WORK REQUIRED >>
Please reproduce the lines below word for word, leaving out the picture.

** Start **

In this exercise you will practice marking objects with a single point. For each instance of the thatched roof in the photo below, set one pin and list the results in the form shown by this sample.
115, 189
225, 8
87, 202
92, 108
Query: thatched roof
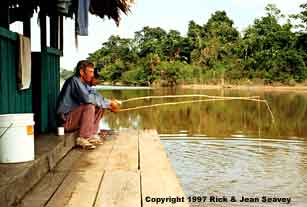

** End **

SOLUTION BELOW >>
In this exercise you will practice marking objects with a single point. For each instance of the thatched roof in the photo below, set one pin and list the results in the form shown by this sample.
115, 189
225, 8
87, 202
92, 108
Query: thatched roof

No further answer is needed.